Entries from a pointing dataset
--- start ---

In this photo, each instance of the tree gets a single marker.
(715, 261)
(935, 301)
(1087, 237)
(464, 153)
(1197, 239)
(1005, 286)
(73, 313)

--- end ---

§ **Set task**
Convert the material above into a two-column CSV with the headers "prompt" and "points", one row per item. Put each field in double quotes and replace any line breaks with spaces.

§ **The answer**
prompt,points
"In this photo, each instance of the tree gets a single marker.","(715, 261) (935, 301) (1087, 237) (464, 153) (1197, 239) (1005, 286) (73, 313)"